» Task to complete:
Scale every item below by copying each one in full, request included, with every x and y coordinate in the answers multiplied by 2.35 and rounded to the nearest whole number, halves rounded up. Leave out the pictures.
--- START OF Extracted information ---
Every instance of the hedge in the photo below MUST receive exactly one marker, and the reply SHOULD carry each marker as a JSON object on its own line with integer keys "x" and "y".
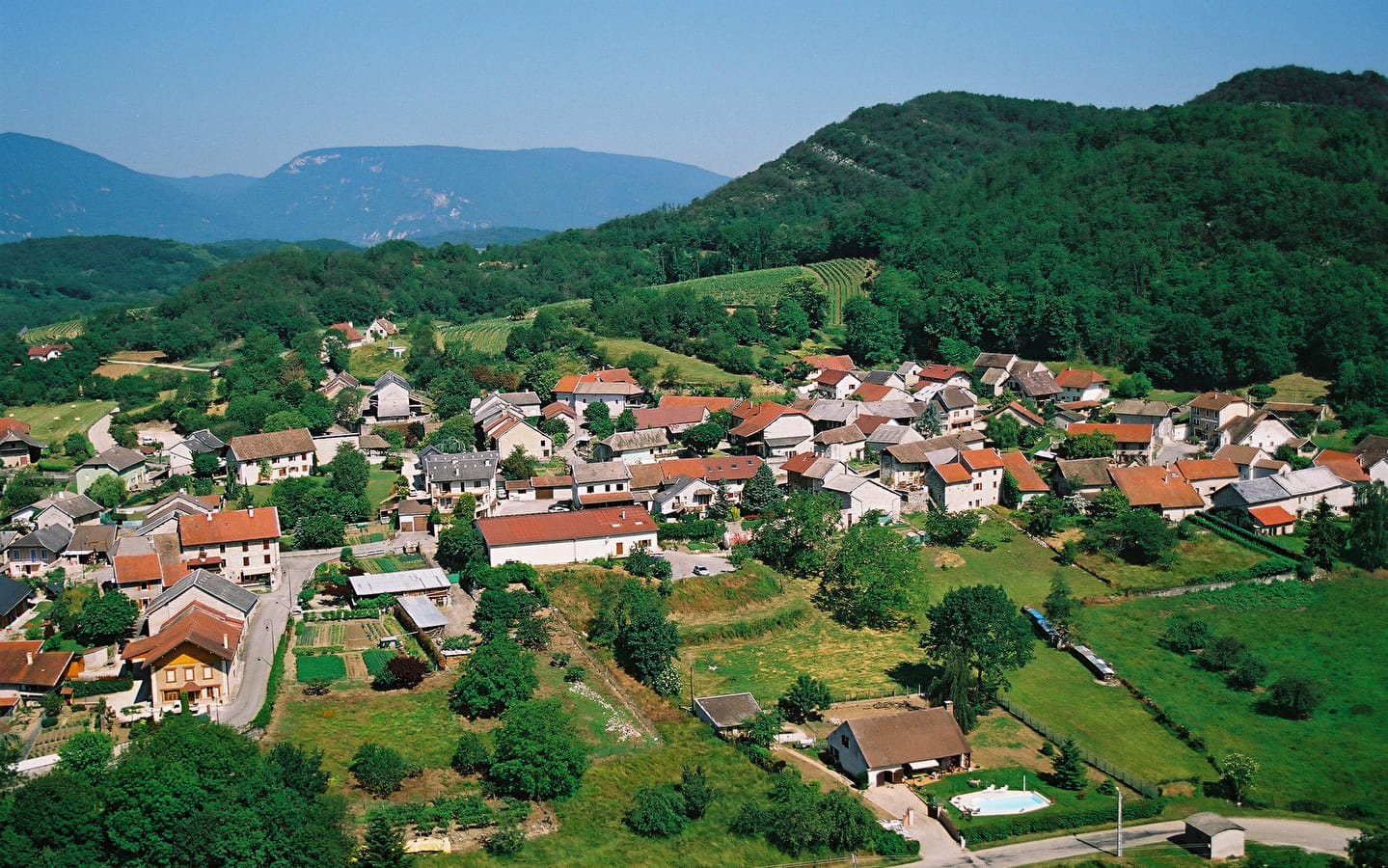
{"x": 277, "y": 674}
{"x": 1241, "y": 535}
{"x": 1262, "y": 570}
{"x": 701, "y": 529}
{"x": 82, "y": 689}
{"x": 1046, "y": 821}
--- END OF Extracted information ---
» The completed task:
Every instance of the hedge in the photo below MUST receive exactly one marker, and the reply SHOULD carry each marker as a JSON object on its own line with integer keys "x" and "y".
{"x": 651, "y": 1584}
{"x": 2916, "y": 1257}
{"x": 2966, "y": 1340}
{"x": 1647, "y": 1243}
{"x": 193, "y": 1619}
{"x": 2458, "y": 1929}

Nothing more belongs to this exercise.